THE HOLIDAY SEASON TOGETHER IN SEATTLE
The Beloved "Ex," Eldest Daughter, "Boyfriend," Youngest Daughter
It’s 7:30 on Christmas Eve morning and warm and cozy inside my daughter and her boyfriend’s home. The stockings are hung, brightly wrapped presents are piled beneath the tree, muffled voices and the aroma of coffee reach me down the short hall. Outside is a handsome Pacific Northwest mix: dry, cold and frosty, and in one direction looking out the window misty fog swirls in and around the tops of big, beautiful evergreens; in another, pink clouds hang delicately in the early morning sky. My dog Jasper is curled up next to me on the down-filled comforter, his small, round, warm, furry body next to mine a serious sensory comfort and pleasure. The rest of the family is spread out throughout the house, some awake, some still in peaceful slumber.
We would never have guessed - as we gathered last year for what we knew, on whatever level each of us was able to really take it in, was our final Christmas as a “traditional” family, the last in our family home; most likely, we imagined, the last where we would all wake up under the same roof and sit, bleary-eyed in PJs and sweats, drinking coffee and hot chocolate, emptying stockings, ripping into presents - that we would find ourselves in a position to be sharing Christmas so intimately once again this year.

## RECORDED DATA
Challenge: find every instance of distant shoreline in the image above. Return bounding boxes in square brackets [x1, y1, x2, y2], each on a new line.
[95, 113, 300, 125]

## EXERCISES
• A. Answer these questions from the Christmas Eve passage.
(i) At what time on Christmas Eve morning does the passage open?
(ii) What is the name of the dog curled up on the comforter?
(iii) Last year's Christmas was the final one in what place?
• B. Pick up the Christmas Eve passage after its final sentence and write the next paragraph in the same reflective first-person voice.

## ANSWERS FOR THIS EXERCISE
• A.
(i) 7:30
(ii) Jasper
(iii) The family home

• B.
Our eldest daughter relocating with her boyfriend to the Seattle area last spring was a last straw for me. It was another piece of the dream shattered, and felt, at the time, like one loss, one huge change too many in way too short a time. And coming on top of everything else, sent me tumbling into a well of serious depression. I have heard many times over the years that in written Chinese, the character for crisis is the same as for opportunity. I have no idea if it’s actually true, and yet I do know that life can often times work exactly that way. It was my “crisis” of her moving away that led directly to me going to Moloka’i. It has also paved the way for being together in a new and different and very pleasurable way; “visiting” for days at a time, waking up again in the same space, sharing quiet conversation over morning coffee and tea, walking, shopping, eating together. Like when they were little except with the added bonus of her now being a grown woman, and the wholly new and rich way of connecting that that offers.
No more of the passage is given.